▶ [To do]: Below are the records. Reproduce the line that contains "Target: standing woman" and every line after it to the end, exactly and alone.

Given records START

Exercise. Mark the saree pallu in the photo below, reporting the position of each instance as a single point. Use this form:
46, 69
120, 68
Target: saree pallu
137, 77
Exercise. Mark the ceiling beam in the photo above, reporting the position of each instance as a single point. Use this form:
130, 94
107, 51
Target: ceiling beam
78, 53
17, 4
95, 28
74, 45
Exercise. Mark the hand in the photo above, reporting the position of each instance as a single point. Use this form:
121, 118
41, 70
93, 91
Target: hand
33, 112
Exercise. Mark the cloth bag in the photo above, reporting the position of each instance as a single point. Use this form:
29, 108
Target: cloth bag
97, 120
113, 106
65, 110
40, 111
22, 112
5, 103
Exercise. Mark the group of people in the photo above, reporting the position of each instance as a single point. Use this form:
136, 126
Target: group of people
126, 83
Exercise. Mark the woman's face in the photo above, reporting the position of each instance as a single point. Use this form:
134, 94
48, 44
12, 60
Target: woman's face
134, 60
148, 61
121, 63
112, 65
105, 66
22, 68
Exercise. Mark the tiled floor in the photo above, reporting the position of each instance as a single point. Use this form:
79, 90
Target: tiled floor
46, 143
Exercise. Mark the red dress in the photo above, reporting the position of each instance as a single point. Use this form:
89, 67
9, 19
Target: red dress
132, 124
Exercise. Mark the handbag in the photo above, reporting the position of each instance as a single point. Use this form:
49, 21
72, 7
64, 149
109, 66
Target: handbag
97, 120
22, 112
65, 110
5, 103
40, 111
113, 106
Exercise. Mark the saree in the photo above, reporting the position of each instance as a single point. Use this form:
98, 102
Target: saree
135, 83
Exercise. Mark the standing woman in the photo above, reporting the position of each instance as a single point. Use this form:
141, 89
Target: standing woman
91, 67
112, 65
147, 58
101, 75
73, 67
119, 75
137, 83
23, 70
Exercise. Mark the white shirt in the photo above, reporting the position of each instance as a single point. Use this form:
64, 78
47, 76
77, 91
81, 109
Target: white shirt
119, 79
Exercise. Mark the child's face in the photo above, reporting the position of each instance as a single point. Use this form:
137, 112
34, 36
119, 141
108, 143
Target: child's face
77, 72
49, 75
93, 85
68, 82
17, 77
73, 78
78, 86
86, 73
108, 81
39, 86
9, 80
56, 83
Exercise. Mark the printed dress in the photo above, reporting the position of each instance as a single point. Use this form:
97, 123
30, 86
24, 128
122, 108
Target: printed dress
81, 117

Given records END

▶ [Answer section]:
Target: standing woman
91, 67
112, 65
147, 58
101, 75
73, 67
119, 75
137, 83
23, 70
Exercise. Mark the white shirt in the photo above, reporting the position of each instance as a single point. Use this form:
64, 78
47, 76
77, 91
81, 109
Target: white shirt
119, 79
Exercise. Mark the child's face in the photo above, reporting the position of each instance as a single point. Use this form:
137, 112
34, 36
119, 141
108, 143
Target: child's face
77, 72
49, 75
93, 85
68, 82
17, 77
73, 78
78, 86
86, 73
108, 81
39, 86
9, 80
56, 83
Exercise. Mark the printed dress in the photo above, reporting the position of each instance as a single point. Use this form:
97, 123
30, 86
24, 128
122, 108
Target: printed dress
81, 117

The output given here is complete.